Reproduce the listing below with every "search" changed to "locate", keeping all other text the same.
++++ Information shown ++++
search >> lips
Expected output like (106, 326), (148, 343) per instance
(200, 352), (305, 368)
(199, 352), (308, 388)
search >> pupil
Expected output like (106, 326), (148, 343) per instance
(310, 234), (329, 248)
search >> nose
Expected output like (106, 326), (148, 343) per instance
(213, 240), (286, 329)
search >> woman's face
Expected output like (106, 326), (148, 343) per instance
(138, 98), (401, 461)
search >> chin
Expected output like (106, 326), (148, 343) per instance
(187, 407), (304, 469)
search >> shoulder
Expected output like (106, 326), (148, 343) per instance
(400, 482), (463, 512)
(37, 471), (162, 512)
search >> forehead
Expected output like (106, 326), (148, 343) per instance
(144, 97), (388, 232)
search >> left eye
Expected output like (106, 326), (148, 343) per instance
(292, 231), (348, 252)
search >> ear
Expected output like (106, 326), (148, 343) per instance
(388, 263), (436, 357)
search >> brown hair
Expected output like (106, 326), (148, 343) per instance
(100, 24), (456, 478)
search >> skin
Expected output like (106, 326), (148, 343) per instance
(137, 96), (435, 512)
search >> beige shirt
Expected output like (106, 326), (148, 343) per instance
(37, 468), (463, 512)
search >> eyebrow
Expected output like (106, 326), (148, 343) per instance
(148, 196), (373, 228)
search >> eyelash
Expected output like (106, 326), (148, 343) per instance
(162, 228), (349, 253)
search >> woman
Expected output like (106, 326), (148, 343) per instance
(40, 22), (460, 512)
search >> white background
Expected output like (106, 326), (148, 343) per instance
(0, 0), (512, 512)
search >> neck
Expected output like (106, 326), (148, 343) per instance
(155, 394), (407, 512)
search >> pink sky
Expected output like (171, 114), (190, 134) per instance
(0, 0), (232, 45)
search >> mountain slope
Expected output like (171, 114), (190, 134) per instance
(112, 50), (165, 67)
++++
◆ **Written answer**
locate >> lips
Expected output like (106, 326), (148, 343) per instance
(200, 352), (305, 368)
(199, 352), (308, 388)
locate >> pupil
Expected output like (106, 326), (148, 343) per instance
(310, 234), (329, 248)
locate >> nose
Expected output like (106, 326), (148, 343) per instance
(213, 240), (286, 329)
locate >> woman's face
Expected output like (106, 326), (148, 343) per instance
(138, 98), (401, 461)
locate >> chin
Expected output like (106, 326), (148, 343) per instance
(187, 407), (304, 469)
locate >> shoulder
Expected output like (106, 326), (148, 343) per instance
(400, 482), (463, 512)
(37, 471), (162, 512)
locate >> forehead
Expected output like (106, 326), (148, 343) per instance
(144, 97), (388, 232)
locate >> left eye
Expected output like (106, 326), (148, 343) per instance
(292, 231), (348, 252)
locate >> ear
Expected output like (106, 326), (148, 343) per instance
(388, 263), (436, 357)
locate >> brown hair
Expected output like (106, 326), (148, 343) per instance
(100, 24), (456, 478)
locate >> skin
Expected output like (106, 326), (148, 343) per instance
(137, 96), (435, 512)
locate >> beige shirt
Expected output like (106, 326), (148, 343) per instance
(37, 468), (463, 512)
locate >> eyebrow
Expected output like (106, 326), (148, 343) per instance
(148, 196), (373, 228)
locate >> eyelash
Expected output like (106, 326), (148, 343) per instance
(162, 228), (349, 253)
locate >> woman
Expected output like (106, 326), (148, 343) per instance
(40, 22), (460, 512)
locate >> white background
Expected output like (106, 326), (148, 343) per instance
(0, 0), (512, 512)
locate >> neck
Expected output like (106, 326), (148, 343) per instance
(155, 394), (407, 512)
locate >> pink sky
Expected output like (171, 114), (190, 134) per instance
(0, 0), (232, 45)
locate >> mountain slope
Expected output like (171, 114), (190, 134) per instance
(112, 50), (165, 67)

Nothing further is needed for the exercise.